::: Exercise data

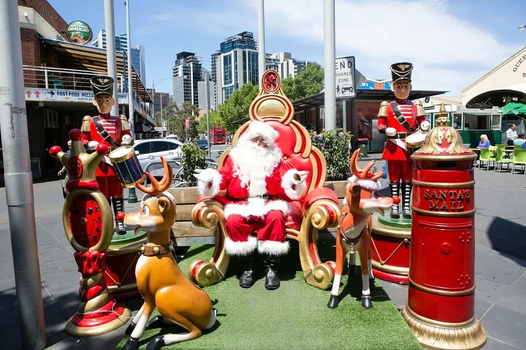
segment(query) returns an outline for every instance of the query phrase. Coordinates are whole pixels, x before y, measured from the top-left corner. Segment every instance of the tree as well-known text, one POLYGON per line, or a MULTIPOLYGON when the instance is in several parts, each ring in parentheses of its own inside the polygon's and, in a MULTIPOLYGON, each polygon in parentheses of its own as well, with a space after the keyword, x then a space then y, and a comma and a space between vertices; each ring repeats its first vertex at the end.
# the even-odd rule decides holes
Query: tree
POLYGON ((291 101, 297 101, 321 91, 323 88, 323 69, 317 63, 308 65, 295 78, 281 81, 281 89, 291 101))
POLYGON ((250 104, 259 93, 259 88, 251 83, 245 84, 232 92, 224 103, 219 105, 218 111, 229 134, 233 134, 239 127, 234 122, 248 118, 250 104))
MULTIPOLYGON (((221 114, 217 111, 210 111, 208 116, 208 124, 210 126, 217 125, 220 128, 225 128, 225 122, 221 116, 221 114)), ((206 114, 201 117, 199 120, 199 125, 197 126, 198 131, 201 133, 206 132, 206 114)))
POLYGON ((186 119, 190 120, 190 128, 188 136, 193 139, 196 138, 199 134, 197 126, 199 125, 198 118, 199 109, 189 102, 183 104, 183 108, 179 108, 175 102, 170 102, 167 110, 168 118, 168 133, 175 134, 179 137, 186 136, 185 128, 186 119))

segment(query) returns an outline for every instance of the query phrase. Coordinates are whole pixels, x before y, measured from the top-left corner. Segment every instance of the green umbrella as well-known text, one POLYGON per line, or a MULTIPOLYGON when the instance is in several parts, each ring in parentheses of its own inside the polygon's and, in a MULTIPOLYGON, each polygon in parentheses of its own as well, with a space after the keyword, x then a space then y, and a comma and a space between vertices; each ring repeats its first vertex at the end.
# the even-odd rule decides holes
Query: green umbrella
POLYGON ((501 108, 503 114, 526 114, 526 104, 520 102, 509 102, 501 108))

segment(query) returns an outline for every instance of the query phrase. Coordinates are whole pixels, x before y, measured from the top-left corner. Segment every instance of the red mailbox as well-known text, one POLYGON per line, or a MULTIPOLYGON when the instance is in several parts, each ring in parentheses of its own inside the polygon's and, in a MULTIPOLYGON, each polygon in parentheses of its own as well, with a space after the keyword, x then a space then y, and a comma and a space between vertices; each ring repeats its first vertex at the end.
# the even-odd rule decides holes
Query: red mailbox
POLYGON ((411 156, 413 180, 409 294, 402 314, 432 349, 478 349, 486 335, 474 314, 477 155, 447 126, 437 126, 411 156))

::::::
::: Exercise data

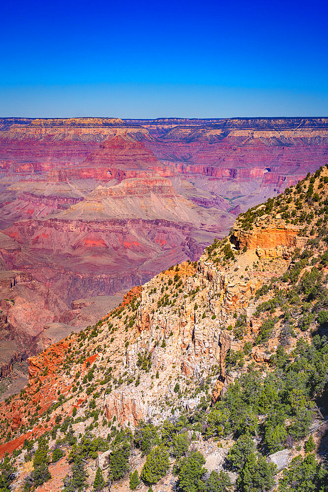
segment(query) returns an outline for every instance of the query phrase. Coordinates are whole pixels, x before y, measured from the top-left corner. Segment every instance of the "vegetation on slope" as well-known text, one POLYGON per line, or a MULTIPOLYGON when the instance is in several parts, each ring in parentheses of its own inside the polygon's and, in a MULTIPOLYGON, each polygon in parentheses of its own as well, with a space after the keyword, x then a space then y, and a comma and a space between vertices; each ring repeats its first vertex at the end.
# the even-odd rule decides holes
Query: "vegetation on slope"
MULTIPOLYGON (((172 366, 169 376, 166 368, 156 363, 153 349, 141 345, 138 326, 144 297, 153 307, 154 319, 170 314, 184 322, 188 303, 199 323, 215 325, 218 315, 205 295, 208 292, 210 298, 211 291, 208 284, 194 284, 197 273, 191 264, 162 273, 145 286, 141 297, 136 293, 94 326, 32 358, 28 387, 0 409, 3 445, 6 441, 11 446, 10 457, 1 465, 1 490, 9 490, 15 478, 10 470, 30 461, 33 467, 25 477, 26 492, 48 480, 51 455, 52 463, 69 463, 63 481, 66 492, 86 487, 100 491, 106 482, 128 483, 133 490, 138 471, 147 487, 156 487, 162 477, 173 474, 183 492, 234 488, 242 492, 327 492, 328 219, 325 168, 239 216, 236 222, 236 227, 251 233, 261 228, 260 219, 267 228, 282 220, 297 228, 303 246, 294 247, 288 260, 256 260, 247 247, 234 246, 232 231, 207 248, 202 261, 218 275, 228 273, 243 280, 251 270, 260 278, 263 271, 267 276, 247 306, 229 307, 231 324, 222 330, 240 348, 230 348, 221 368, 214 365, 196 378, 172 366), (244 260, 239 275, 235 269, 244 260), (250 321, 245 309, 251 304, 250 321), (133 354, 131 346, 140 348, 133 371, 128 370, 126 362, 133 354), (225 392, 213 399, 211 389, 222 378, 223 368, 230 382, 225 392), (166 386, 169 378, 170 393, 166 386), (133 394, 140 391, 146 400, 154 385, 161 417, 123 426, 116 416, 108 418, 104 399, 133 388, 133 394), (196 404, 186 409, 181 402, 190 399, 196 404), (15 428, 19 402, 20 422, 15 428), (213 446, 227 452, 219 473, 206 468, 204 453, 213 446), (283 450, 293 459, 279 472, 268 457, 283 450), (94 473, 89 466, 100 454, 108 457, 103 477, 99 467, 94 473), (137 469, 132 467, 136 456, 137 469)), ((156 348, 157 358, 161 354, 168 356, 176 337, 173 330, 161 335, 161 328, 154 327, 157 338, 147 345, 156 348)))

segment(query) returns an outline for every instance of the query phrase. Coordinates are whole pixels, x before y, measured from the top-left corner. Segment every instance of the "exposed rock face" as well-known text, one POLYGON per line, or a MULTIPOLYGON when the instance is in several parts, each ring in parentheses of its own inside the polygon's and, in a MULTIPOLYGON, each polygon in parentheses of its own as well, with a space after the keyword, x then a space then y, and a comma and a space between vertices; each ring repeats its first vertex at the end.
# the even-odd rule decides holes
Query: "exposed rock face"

::::::

• **Instructions for the task**
Please pull out the lines of the records unchanged, starting with the line that contains "the red mailbox" and going on through the line that contains "POLYGON ((411 156, 413", both of those lines included.

• **Expected answer**
segment(query) returns an outline for every instance of the query phrase. Coordinates are whole pixels, x before y, measured from the top-left corner. Segment every instance of the red mailbox as well-known text, one POLYGON per line, or a MULTIPOLYGON when the instance is in several parts, each ring in parentheses of its own inside the polygon's and, in a MULTIPOLYGON, each polygon in parentheses of its own as well, with a space after the keyword, x then a space then y, and a comma and a space between vertices; each ring repeats its first vertex at the end.
# the even-odd rule decides holes
Query: red mailbox
POLYGON ((411 156, 413 180, 409 294, 402 314, 432 349, 478 349, 486 335, 474 314, 477 155, 447 126, 437 126, 411 156))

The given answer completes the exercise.